Supplied records =

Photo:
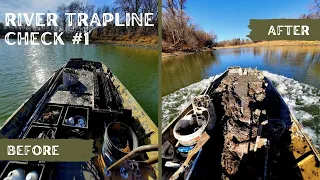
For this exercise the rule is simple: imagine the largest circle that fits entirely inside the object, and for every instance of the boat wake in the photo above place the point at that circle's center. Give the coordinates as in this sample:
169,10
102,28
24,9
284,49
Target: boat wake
302,99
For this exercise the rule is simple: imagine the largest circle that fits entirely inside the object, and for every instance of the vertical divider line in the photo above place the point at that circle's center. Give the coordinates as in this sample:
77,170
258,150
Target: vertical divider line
160,87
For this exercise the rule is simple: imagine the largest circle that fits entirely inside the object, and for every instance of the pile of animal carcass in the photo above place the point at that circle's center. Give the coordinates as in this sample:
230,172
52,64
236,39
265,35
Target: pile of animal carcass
240,92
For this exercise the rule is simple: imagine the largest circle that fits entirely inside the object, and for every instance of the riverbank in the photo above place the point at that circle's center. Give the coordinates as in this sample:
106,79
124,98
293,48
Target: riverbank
276,43
258,44
179,53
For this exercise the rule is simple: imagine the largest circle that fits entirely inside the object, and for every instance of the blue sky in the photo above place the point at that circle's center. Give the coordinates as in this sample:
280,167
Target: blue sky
230,19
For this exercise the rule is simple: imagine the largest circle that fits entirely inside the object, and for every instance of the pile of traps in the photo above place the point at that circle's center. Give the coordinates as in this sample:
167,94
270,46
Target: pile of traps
242,95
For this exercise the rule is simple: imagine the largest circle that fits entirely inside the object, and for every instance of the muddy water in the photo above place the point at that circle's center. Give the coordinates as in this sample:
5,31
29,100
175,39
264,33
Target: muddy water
295,72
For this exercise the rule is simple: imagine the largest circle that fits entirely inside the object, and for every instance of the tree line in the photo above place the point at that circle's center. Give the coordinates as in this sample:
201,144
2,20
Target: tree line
178,33
79,6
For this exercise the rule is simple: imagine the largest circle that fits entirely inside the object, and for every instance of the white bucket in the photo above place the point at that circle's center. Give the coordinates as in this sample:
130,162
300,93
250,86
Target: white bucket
190,139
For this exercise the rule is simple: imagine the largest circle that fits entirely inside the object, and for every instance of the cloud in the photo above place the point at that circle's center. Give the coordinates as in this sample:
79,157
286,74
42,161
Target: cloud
32,6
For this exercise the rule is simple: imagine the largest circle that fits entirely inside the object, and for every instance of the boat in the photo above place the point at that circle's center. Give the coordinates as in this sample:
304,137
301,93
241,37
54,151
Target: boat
253,134
84,100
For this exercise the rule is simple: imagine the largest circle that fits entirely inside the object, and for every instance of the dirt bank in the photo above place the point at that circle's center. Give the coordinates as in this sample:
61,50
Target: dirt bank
276,43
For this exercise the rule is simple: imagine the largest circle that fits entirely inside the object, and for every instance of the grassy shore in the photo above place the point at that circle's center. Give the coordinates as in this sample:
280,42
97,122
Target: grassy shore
276,43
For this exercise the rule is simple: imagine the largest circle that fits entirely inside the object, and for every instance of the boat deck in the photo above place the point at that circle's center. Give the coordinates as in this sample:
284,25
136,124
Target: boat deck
81,95
242,102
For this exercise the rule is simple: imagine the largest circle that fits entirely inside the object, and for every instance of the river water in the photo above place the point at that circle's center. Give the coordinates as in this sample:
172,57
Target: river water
295,71
24,69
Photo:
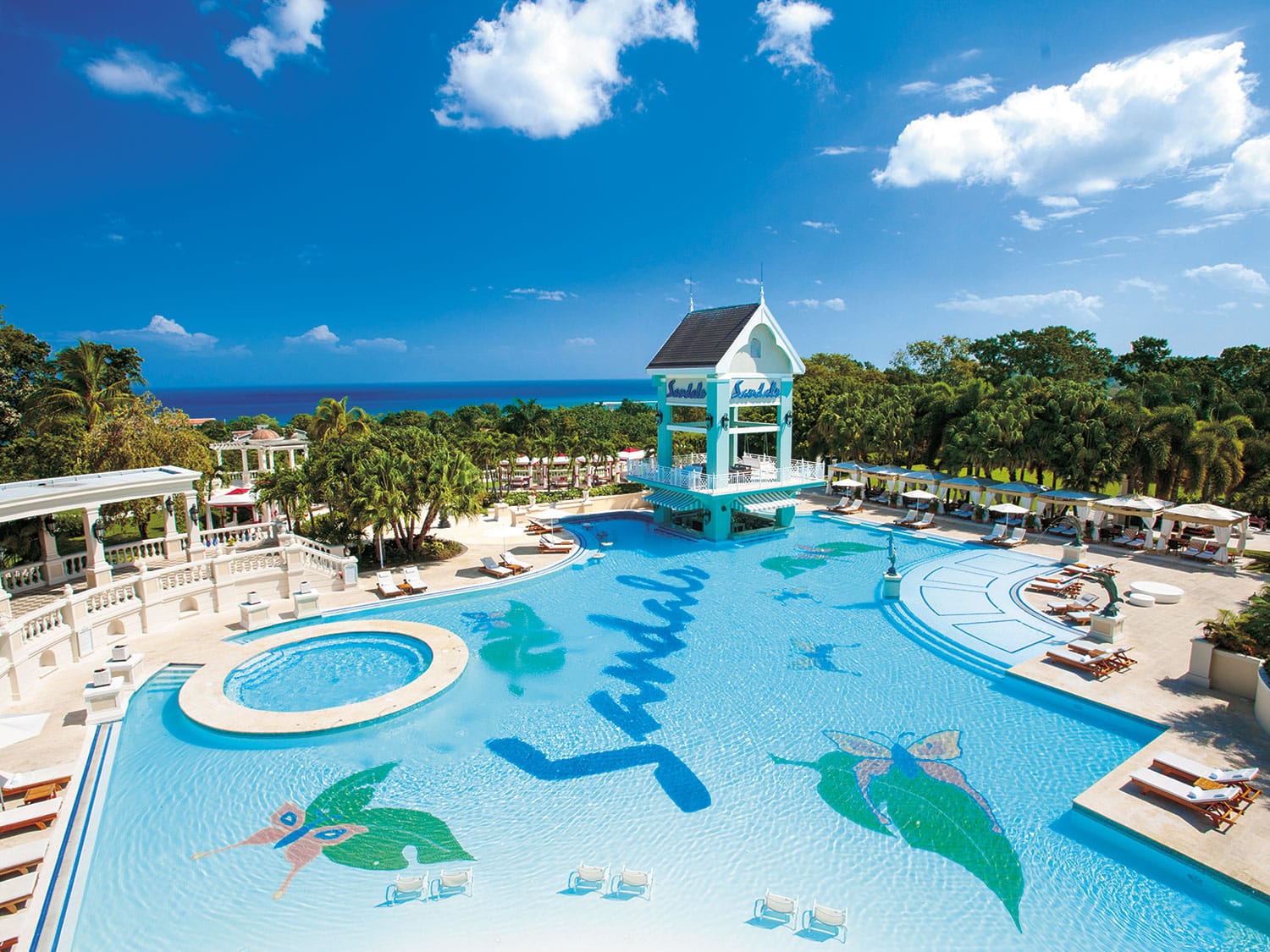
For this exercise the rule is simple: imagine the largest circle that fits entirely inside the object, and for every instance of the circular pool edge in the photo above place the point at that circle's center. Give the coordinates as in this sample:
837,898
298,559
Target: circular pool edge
203,700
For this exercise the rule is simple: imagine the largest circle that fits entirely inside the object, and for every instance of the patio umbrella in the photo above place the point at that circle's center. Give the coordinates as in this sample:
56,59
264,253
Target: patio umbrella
17,728
1008,509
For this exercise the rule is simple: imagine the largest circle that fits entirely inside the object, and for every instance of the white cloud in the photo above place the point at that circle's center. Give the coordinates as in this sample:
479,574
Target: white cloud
1155,289
1119,122
1231,277
131,73
160,330
540,294
967,89
289,30
1244,184
789,25
1064,305
1028,221
550,68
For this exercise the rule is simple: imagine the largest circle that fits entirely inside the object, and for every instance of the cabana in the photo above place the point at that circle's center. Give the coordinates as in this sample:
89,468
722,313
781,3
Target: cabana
1146,508
1222,520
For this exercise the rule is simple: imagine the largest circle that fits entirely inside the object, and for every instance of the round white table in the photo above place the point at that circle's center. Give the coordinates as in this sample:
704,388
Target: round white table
1158,591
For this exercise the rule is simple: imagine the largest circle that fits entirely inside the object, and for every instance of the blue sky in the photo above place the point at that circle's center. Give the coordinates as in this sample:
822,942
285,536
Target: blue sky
306,190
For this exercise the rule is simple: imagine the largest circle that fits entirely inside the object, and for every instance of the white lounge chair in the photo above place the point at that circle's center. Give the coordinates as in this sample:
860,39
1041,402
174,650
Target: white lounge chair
632,880
589,878
14,893
25,857
515,564
30,815
28,779
451,883
404,888
776,904
490,568
826,918
1221,805
385,586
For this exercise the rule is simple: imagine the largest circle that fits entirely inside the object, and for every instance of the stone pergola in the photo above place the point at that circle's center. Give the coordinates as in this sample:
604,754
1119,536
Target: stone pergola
41,499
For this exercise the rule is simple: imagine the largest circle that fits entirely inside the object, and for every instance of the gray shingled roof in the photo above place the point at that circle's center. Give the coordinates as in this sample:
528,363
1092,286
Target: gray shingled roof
703,337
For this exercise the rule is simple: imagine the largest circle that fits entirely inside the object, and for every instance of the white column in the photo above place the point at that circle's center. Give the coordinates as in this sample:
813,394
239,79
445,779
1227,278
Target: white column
97,570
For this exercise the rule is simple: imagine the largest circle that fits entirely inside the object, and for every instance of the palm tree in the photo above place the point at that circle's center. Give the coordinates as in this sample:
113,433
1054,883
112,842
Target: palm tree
86,388
334,419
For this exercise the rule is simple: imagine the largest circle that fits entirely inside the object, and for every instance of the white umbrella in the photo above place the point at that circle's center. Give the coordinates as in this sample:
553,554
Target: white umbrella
1008,509
17,728
919,494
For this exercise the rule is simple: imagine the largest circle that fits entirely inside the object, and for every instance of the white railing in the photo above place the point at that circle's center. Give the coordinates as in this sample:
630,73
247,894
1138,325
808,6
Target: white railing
132,551
22,578
251,532
761,472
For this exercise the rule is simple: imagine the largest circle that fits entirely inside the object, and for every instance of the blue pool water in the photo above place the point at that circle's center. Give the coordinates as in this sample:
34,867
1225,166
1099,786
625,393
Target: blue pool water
328,672
678,707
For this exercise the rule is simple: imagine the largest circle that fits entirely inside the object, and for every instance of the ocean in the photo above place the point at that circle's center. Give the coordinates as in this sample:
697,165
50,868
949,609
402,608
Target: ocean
282,403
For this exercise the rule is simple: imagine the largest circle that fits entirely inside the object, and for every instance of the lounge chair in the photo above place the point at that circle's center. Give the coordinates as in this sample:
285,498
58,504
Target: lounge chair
385,586
781,906
14,893
1016,537
38,815
1218,805
25,857
554,543
411,581
998,532
588,878
632,880
1076,604
510,561
452,883
1191,772
404,888
1096,665
22,782
490,568
826,918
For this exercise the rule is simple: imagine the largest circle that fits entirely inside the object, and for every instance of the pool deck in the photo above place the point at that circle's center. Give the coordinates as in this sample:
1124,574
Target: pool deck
1204,725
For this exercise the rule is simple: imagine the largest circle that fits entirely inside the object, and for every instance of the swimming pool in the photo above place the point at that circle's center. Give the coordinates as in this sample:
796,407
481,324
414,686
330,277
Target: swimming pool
733,718
328,672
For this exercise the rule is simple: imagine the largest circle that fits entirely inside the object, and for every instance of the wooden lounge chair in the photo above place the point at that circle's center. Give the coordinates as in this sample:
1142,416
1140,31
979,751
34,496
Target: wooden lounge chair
510,561
998,532
490,568
14,893
1096,665
385,586
1193,772
554,543
38,815
411,581
784,908
25,857
15,784
1217,805
820,918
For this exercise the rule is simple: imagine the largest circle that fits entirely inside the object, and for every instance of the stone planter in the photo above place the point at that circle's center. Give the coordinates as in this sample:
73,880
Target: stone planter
1262,705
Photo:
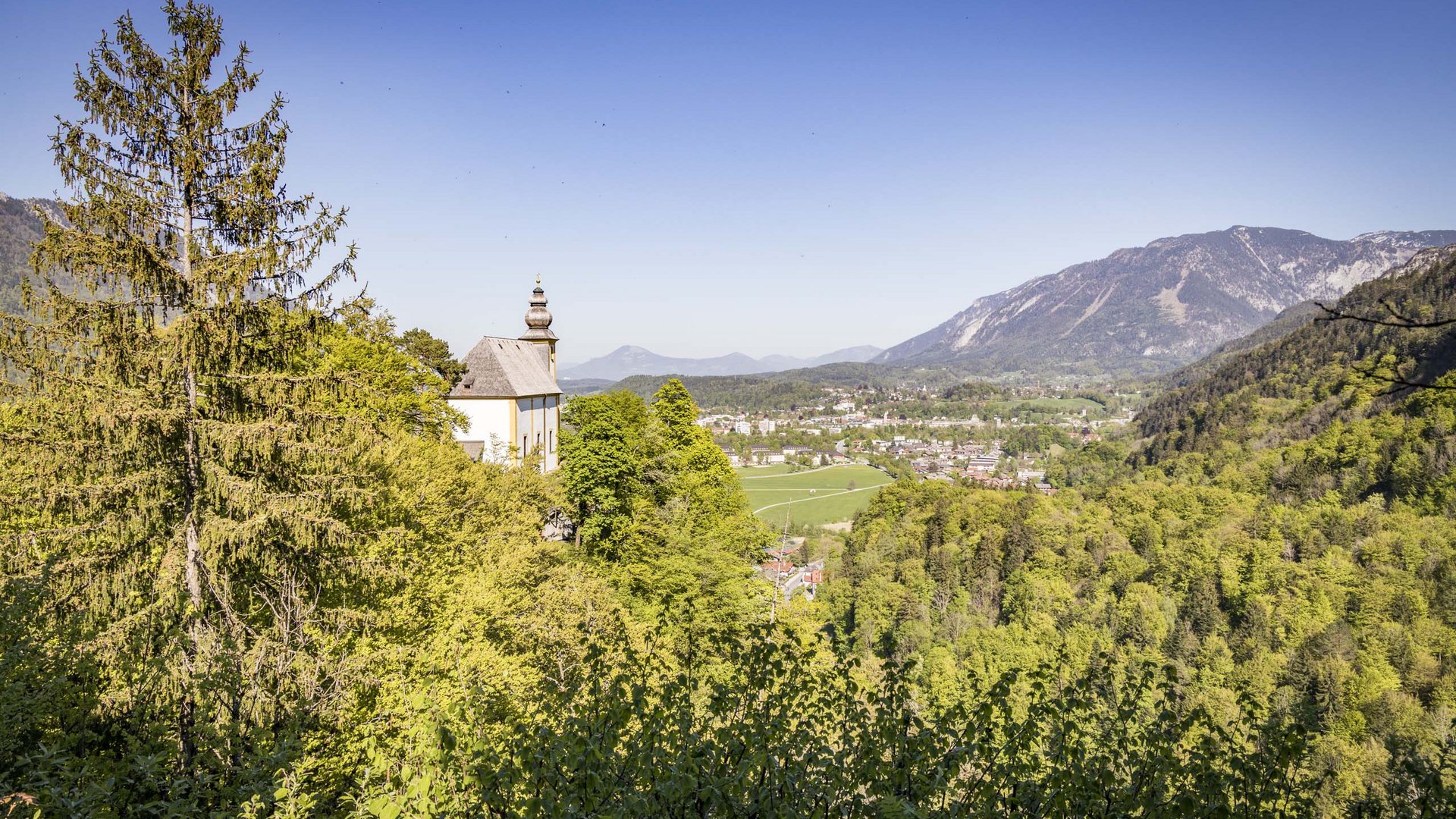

Task = List each line of the data above that contains the word "muddy", copying every such line in full.

Solution for this problem =
For this exercise the rule is simple: imagine the largest circle that fits entirely inside the object, and for every instance of the muddy water in the photo above place the point at that circle's center. Give the coordinates as in this sample:
Target: muddy water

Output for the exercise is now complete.